*Goal*: Can you rewrite the lines below, from the one containing "Label the off-road" through the last line, both included, keeping their requests and adding 33 to every coordinate in the answers? Give only those lines.

__________________________________________________

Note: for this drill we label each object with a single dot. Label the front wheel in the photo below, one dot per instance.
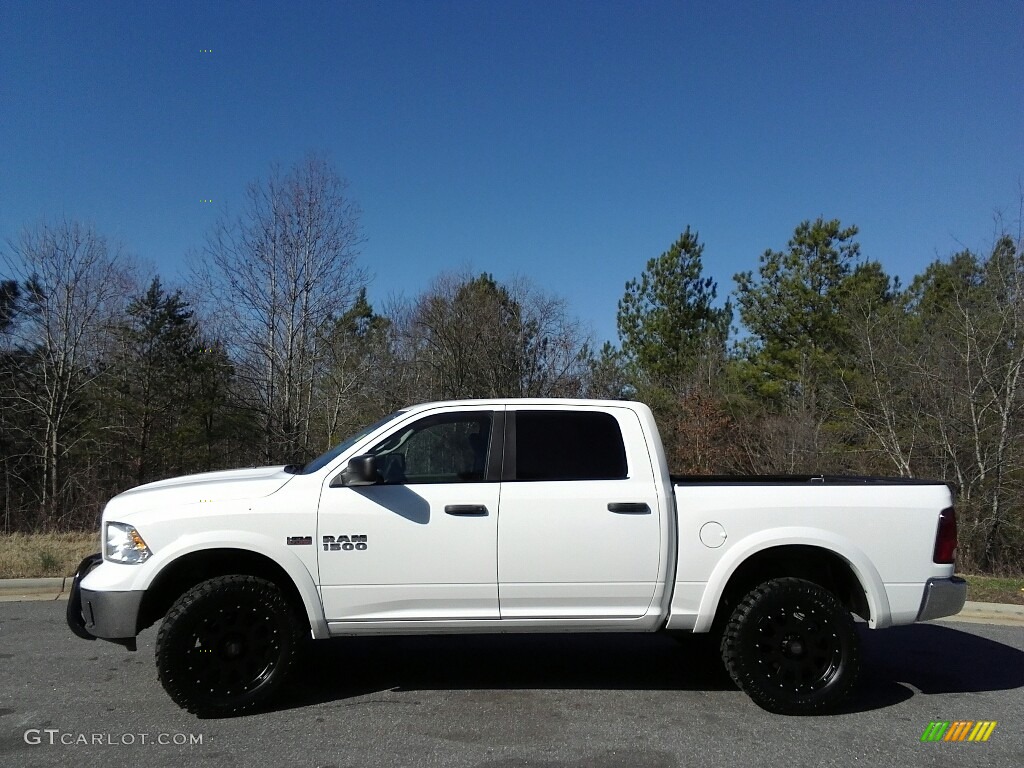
(792, 647)
(227, 645)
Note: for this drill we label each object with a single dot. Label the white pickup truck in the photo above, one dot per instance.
(513, 515)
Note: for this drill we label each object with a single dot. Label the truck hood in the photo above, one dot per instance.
(208, 486)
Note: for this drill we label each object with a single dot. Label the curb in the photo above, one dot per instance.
(988, 613)
(18, 590)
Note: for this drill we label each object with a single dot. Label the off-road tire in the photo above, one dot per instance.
(227, 645)
(792, 647)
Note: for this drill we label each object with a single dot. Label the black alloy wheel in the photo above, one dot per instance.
(227, 645)
(793, 647)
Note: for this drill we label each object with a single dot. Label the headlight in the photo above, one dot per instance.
(124, 545)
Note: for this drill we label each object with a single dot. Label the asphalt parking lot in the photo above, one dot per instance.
(501, 701)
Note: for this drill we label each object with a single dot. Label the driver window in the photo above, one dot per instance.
(448, 448)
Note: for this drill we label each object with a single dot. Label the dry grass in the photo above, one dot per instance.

__________________________________________________

*Exercise solution*:
Note: for this drill we label each object with a single dot. Label the off-road tire in the photo above, one dot per instance.
(260, 678)
(825, 680)
Note: for this drill we label each object with a single dot. Label the black alloy wheel in the photo above, one dot per instance.
(260, 678)
(826, 680)
Note: for this drill we label each object with a single dot. Label the headlight in the photo above, one dot per instance.
(157, 578)
Note: for this drill we label each object with a single dot. Label the asphalt parking lot in the photo above, one dot per instance.
(534, 734)
Note: for this drill we label each object with a single dot. Label the driver window in the photo above, one dot per instance.
(481, 481)
Note: for this drill we label each object with a single dot. Label the dry grass in the photo above, one dot per instance.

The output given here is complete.